━━━━━ TEXTO PROPORCIONADO

# the antenna wire passed through the canopy



## Darkjero30

Hola a todos, estoy realizando una traducción del inglés al español sobre el FW 190(Avión de caza alemán de la Segunda Guerra Mundial) y tengo dudas en la siguiente frase:

"... the antenna wire passed through the canopy, under tension, over a small pulley and was anchored to a small bulged fairing at the vertical tail tip."

Mi traducción propuesta es:

"... el cable de la antena pasaba a través de la cabina, tensionado, sobre una pequeña polea y estaba sujeto a un pequeño carenado ubicado en la punta del estabilizador vertical."

Desde ya muchas gracias


----------



## pacosancas

Yo la veo excelente. Podrías también haber usado "en tensión" en lugar de "tensionado", y "anclado" en lugar de "sujeto", si quieres ser algo más literal; pero tu traducción es impecable en mi opinión.


----------



## Fantasmagórico

Un par de sugerencias:

  “El cable de la antena pasaba a través de la cubierta de la carlinga”
  “Ubicado en el vértice del estabilizador vertical”; o también:
  “Ubicado en el vértice del plano de deriva”

EDIT:     Ahora que lo pienso mejor, posiblemente mis sugerencias suenen demasiado “peninsulares”. Si la traducción es para Argentina, a lo mejor conviene conservar “cabina” y “punta” en vez de “carlinga” y “vértice”. Pero lo dejo a tu criterio.


----------



## Darkjero30

Muy buenas las sugerencias fantasmagorico y pacosancas, sirven para mejorar la traducción. 

Saludos
Jerónimo


----------



## coolbrowne

Fantasmagórico said:


> ...a lo mejor conviene conservar “cabina” y “punta” en vez de “carlinga” y “vértice”...


Pero no te olvides "*la cubierta de*" sea carlinga o cabina ¿Verdad?


----------



## Fantasmagórico

Sí, claro. La cubierta o la *cúpula* (otra opción más, para que elijas la que más te guste).


----------



## 0scar

La _carlinga/cabina_ es el_ cockpit_.


----------



## Fantasmagórico

0scar said:


> La _carlinga/cabina_ es el_ cockpit_.



   Muy cierto. De este lado del río, también se usa el término inglés muchas veces.


----------



## 0scar

Lo que quiero decir que canopy es no es cabina ni carlinga, sino la cúpula, cubierta o como se llame.
Más arriba ya está dicho pero no está muy claro.


----------



## man2c

Hola a todos.

He llegado a este hilo buscando una traducción de canopy en arquitectura y he observado que hay un error de bulto en la traducción de "the vertical tail tip" que el iniciador ha traducido como "la punta del estabilizador vertical" y que nadie más ha corregido.

No hace falta saber mucho inglés y sí haber leído muchos tebeos de hazañas bélicas para saber que la antena de los Focke Wulff 190 iba desde la carlinga a la parte más alta del "timón de dirección", como es lógico. Además basta con ver cualquiera de las fotos que aparecen en internet.

━━━━━━━━━━

_TAREA_
Responde según el hilo sobre la traducción del cable de antena:
(a) ¿Qué expresión sugiere pacosancas en lugar de "tensionado"?
(b) ¿A qué término inglés equivale "carlinga/cabina", según 0scar?
(c) ¿Hasta qué parte iba la antena de los Focke Wulff 190, según man2c?
Para responder, usa solo el hilo.

━━━━━ DATOS PROPORCIONADOS

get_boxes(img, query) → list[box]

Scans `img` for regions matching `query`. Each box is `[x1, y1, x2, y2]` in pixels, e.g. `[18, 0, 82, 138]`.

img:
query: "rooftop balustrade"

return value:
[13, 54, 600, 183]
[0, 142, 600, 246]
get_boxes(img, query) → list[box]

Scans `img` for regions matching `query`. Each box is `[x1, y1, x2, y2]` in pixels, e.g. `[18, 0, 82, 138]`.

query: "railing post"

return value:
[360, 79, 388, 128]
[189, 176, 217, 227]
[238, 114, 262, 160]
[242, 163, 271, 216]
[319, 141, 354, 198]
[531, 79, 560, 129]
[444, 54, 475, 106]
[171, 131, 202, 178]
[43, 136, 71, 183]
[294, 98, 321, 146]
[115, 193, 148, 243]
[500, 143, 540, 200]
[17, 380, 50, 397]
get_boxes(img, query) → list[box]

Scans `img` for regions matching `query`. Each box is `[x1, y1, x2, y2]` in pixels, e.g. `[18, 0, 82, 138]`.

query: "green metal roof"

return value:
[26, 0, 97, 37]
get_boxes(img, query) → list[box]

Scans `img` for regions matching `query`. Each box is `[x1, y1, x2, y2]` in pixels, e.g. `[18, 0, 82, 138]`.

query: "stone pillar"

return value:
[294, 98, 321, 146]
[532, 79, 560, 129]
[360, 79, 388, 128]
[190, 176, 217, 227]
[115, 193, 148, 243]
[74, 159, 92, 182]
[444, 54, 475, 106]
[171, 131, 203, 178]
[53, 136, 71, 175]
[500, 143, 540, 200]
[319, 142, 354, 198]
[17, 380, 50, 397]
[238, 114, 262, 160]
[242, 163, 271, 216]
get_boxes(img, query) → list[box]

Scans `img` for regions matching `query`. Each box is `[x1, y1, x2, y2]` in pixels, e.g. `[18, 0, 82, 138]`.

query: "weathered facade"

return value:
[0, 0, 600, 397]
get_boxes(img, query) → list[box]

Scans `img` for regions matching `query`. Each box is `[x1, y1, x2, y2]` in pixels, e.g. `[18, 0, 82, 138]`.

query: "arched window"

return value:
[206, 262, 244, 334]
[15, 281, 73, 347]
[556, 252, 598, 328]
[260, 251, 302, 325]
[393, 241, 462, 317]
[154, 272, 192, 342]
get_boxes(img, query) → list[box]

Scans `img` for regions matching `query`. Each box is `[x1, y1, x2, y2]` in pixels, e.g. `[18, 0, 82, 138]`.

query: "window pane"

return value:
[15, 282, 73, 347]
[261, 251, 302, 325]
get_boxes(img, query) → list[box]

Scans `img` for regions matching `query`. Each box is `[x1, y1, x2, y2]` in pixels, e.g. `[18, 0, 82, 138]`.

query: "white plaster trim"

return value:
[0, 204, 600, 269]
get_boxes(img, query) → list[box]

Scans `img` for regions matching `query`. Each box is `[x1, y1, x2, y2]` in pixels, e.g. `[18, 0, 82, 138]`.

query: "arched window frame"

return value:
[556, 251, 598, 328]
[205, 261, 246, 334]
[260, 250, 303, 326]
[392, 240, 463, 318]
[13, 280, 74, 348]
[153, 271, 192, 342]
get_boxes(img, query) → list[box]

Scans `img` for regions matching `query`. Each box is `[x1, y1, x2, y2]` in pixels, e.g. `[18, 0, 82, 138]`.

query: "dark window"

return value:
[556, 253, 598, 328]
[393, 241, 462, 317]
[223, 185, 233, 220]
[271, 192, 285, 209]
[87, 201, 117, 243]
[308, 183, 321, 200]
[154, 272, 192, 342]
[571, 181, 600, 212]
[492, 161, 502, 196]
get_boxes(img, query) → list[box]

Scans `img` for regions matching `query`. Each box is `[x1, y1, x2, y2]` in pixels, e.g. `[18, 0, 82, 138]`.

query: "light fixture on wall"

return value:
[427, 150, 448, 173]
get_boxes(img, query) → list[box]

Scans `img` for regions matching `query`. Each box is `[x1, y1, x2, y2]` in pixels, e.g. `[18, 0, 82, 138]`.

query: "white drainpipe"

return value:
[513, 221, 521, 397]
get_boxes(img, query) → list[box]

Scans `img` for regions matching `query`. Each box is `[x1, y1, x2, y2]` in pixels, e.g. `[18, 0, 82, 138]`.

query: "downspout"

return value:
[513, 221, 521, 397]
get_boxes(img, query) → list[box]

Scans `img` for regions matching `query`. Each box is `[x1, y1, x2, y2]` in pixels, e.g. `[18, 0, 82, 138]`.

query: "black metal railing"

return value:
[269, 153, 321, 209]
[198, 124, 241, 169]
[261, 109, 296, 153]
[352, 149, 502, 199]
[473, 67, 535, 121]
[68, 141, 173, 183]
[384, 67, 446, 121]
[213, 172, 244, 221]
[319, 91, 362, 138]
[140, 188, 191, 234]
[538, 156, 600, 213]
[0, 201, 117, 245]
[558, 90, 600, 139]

━━━━━━━━━━

_RESPUESTA_
(a) "En tensión".
(b) Cockpit.
(c) Hasta la parte más alta del "timón de dirección".